Segment Start: Provided records

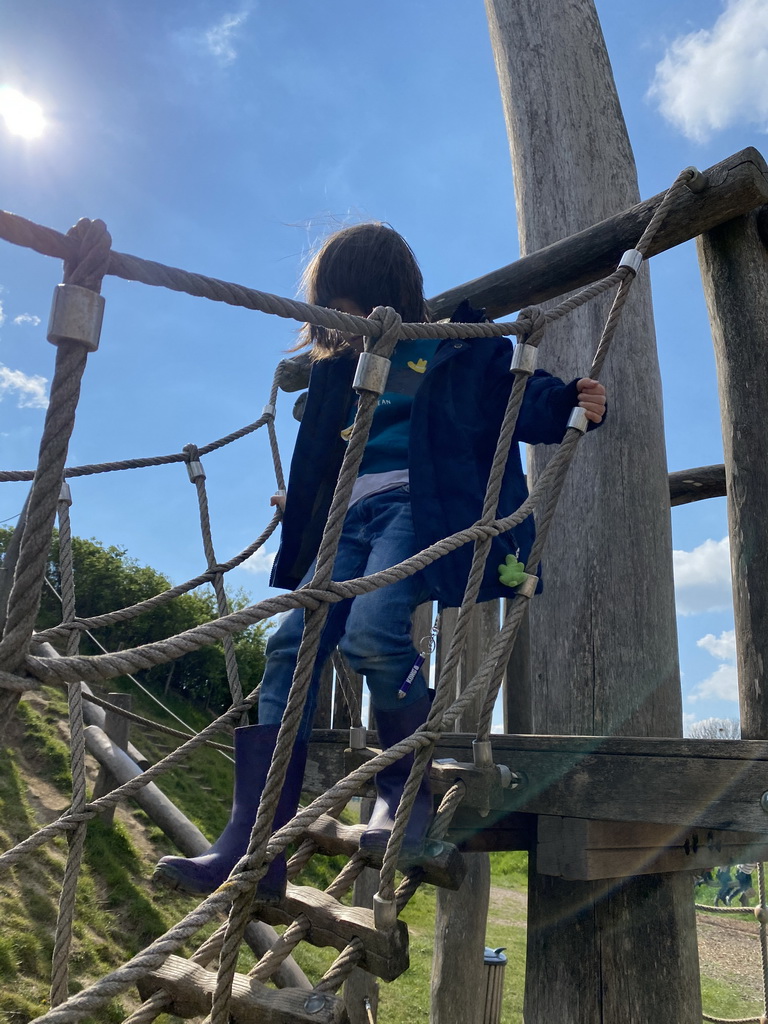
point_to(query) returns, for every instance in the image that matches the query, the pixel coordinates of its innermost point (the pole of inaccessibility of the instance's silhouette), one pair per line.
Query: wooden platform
(595, 807)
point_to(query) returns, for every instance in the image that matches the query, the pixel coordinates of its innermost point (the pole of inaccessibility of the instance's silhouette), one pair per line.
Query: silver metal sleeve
(524, 358)
(633, 258)
(372, 373)
(76, 314)
(357, 737)
(482, 753)
(385, 913)
(698, 181)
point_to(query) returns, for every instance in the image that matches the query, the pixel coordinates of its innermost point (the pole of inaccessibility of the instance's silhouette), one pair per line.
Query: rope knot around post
(92, 261)
(389, 322)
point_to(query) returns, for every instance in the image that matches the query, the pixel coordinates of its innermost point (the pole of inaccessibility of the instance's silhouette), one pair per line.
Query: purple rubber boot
(254, 745)
(392, 727)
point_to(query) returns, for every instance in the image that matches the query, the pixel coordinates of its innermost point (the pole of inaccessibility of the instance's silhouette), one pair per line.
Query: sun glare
(22, 116)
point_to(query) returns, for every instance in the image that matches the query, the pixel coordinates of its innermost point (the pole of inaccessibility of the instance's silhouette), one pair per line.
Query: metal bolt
(314, 1003)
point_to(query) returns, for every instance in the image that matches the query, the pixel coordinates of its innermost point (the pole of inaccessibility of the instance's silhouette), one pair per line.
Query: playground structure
(588, 809)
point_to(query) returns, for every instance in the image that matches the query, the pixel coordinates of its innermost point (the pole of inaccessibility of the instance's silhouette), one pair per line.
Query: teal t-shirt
(387, 443)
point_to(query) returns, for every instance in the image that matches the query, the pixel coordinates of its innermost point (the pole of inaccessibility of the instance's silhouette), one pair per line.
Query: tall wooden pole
(604, 651)
(734, 268)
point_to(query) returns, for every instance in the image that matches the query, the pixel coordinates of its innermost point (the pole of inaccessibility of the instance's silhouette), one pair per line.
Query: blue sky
(228, 137)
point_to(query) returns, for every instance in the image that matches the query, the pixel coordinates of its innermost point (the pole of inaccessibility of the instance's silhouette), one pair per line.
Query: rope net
(87, 258)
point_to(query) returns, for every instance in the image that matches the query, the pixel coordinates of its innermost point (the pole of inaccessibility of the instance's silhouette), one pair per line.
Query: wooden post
(118, 729)
(734, 268)
(604, 652)
(518, 713)
(9, 699)
(361, 985)
(461, 916)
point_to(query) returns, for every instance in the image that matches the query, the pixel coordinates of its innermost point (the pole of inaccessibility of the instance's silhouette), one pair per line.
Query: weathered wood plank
(583, 850)
(192, 988)
(708, 783)
(334, 925)
(736, 185)
(695, 484)
(733, 258)
(118, 729)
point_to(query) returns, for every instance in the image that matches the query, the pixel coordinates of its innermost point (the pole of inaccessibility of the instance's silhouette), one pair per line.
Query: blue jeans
(373, 630)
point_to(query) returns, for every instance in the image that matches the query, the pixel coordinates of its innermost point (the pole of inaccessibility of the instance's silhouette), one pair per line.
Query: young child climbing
(423, 476)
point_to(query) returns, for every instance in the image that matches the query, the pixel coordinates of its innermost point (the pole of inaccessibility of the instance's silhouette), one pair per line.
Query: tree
(716, 728)
(107, 579)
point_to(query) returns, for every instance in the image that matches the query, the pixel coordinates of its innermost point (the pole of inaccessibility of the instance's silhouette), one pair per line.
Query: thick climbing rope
(22, 671)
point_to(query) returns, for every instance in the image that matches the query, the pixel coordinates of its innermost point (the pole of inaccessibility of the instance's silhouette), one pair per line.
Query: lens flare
(22, 116)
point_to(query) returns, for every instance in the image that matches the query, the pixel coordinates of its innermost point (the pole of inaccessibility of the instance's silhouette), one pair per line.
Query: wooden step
(192, 987)
(442, 863)
(334, 925)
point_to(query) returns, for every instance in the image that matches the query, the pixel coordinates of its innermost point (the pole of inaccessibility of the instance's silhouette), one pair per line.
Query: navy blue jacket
(455, 422)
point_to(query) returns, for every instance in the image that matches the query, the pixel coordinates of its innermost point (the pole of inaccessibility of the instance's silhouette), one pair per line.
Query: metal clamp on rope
(76, 314)
(482, 754)
(372, 373)
(314, 1003)
(698, 181)
(578, 419)
(385, 913)
(524, 358)
(528, 586)
(196, 471)
(633, 258)
(357, 737)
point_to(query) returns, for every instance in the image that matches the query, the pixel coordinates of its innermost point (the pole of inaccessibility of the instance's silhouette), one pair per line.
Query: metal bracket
(76, 314)
(372, 373)
(524, 358)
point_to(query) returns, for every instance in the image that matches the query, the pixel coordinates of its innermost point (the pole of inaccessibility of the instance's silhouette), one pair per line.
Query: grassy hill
(119, 912)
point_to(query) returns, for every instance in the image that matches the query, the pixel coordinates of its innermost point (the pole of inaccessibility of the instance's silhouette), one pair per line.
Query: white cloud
(722, 684)
(30, 390)
(702, 578)
(220, 39)
(715, 78)
(722, 647)
(259, 561)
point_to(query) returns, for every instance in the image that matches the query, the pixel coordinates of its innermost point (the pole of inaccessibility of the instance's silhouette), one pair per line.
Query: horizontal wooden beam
(704, 783)
(583, 850)
(192, 988)
(735, 186)
(694, 484)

Segment End: Provided records

The problem >> Could you output all of the entries above exactly? Leave the pictures out.

Exercise answer >>
point_to(query) returns, for every instance in the image that matches the query, the pixel coordinates of its innermost point (the pole of inaccessibility of the instance's silhouette), one pair per line.
Query: wooden platform
(595, 807)
point_to(query) returns, for every instance in the image that matches the query, the pixel coordinates of its innermost point (the pole of inaccessibility of the instance's silhouette), one pair per line.
Query: silver metal sleeve
(524, 358)
(633, 258)
(372, 373)
(76, 314)
(357, 737)
(482, 753)
(385, 913)
(698, 181)
point_to(query) returns, for every instance in the image that matches the query, the pixel coordinates of its innermost point (the pole of inaccessibility of the instance's silhouette), one pair per line.
Query: rope knot around post
(92, 261)
(389, 322)
point_to(query) returns, for every instance in the image that matches the query, the pixel coordinates of its innermost point (the pole of inaccessibility of the instance's silhouette), one pair per line.
Query: purple rubber boot
(254, 745)
(392, 727)
point_to(query) returns, for every instance in the image that matches the query, the pixel coordinates of its innermost point (the pole of inaccessibility of the instance's silhouette), one pair per line.
Query: sun glare
(22, 116)
point_to(query) returns, for every instance in the image that matches the query, the pixel coordinates of its innermost point (the pole of inaccessibility of the instance's silhouette), one pair per line.
Query: metal bolt
(314, 1003)
point_to(query) returns, for every instance in the image that matches the query, the pixel coordinates of its innermost point (the pole of inaccessibility of the instance's silhouette), one pair per line.
Query: playground structure
(588, 809)
point_to(query) returns, for every instance in the image that matches the query, the pixel coordinates of its innermost point (the pole of inaccessibility of the instance's silhouette), one pair per line.
Query: teal t-shirt
(387, 443)
point_to(query) returns, for every instance in the image that matches the query, the pixel coordinates of its innermost point (the pole of inaccessibility of the instance's silhouette), one pair per line.
Query: tall wooden pole
(604, 651)
(734, 268)
point_to(query) returns, for every instance in the image that matches the query, the pixel coordinates of its innermost point (the pole of inaccessibility of the instance's silhouette), one pair per line.
Query: blue sky
(228, 137)
point_to(query) returns, for every instance in the image that matches the query, the pixel coordinates of its innermost point (the pole of inaccessibility of the instance's silhouette), one pair per line.
Query: rope net
(87, 258)
point_to(query) returns, for every instance in the image that matches the query, the pixel coordinates of its innermost point (the pole of inaccessibility of the instance's silhouette), one pair per line.
Query: wooden post
(118, 729)
(734, 268)
(604, 652)
(518, 713)
(9, 699)
(361, 985)
(461, 916)
point_to(query) returns, for every instance in the image that matches the query, the pixel coordinates of its innermost point (the pole of inaccessibility of the instance's silhouette), one pair per line.
Query: weathered wood plank
(583, 850)
(192, 988)
(708, 783)
(334, 925)
(736, 185)
(695, 484)
(733, 258)
(118, 729)
point_to(query) returns, for every instance in the image that matches the query, the pixel coordinates of its innermost point (the pole of inaccessibility of the instance's silhouette), one pair per line.
Query: blue jeans
(373, 630)
point_to(query) returns, for every instance in the image that matches the query, the pixel coordinates of its innermost point (the pole of inaccessibility of the instance's silhouette), one pair per line.
Query: young child climbing
(423, 476)
point_to(query) returns, for every instance in the image that matches the query, the pixel coordinates of its innermost point (the pole of inaccessibility of the instance's silhouette), one pair per line.
Query: tree
(716, 728)
(107, 579)
point_to(query) returns, for every instance in the image that matches the query, the pixel coordinates of its innermost point (the pole of inaccessibility of the instance's silhouette), one pair per line.
Query: thick climbing rope
(22, 671)
point_to(query) returns, for every instance in the image that matches the query, the pixel coordinates of its innermost point (the pole of inaccessibility of the instance's silhouette), one pair per line.
Query: lens flare
(22, 116)
point_to(query) returns, for every instance in the image that matches the query, the pixel coordinates of its innermost point (the pole of inaccessibility of the instance's silhouette), one pair per line.
Query: wooden step
(192, 987)
(442, 863)
(334, 925)
point_to(query) returns, for every instance in the image that matches the query, the pixel coordinates of its innermost point (the pole of inaccessibility of the instance's silhouette), one pair per line.
Query: navy blue jacket
(455, 422)
point_to(query) returns, for every instance in the image that matches the query, the pixel coordinates of its innermost point (the pole of inaccessibility of the instance's silhouette), one pair per line.
Query: metal clamp on rope
(76, 314)
(482, 754)
(372, 373)
(314, 1003)
(698, 181)
(578, 419)
(385, 913)
(524, 358)
(528, 586)
(196, 471)
(633, 258)
(357, 737)
point_to(query) returns, for every instance in the image that matches the query, the pixel coordinates of its innermost point (the pole of inaccessibility of the instance's silhouette), one pair per line.
Query: metal bracket
(76, 314)
(372, 373)
(524, 358)
point_to(query) returns, for every instance in the image that matches the query, the pixel coordinates of its innermost point (the pole of inaccessibility of the instance's silhouette), one pair per line.
Query: grassy hill
(119, 912)
point_to(query) returns, for every instance in the image that matches the query, the pixel coordinates of its innermost point (the pole of inaccessibility of the instance's silhouette), one pair per line.
Query: white cloud
(722, 684)
(30, 390)
(702, 578)
(220, 39)
(715, 78)
(722, 647)
(259, 561)
point_to(query) returns, for every instance in the image that matches the query, the pixel coordinates of its innermost point (the pole of inaccessibility of the instance's silhouette), one pair per line.
Query: horizontal wooden beam
(704, 783)
(583, 850)
(192, 988)
(735, 186)
(694, 484)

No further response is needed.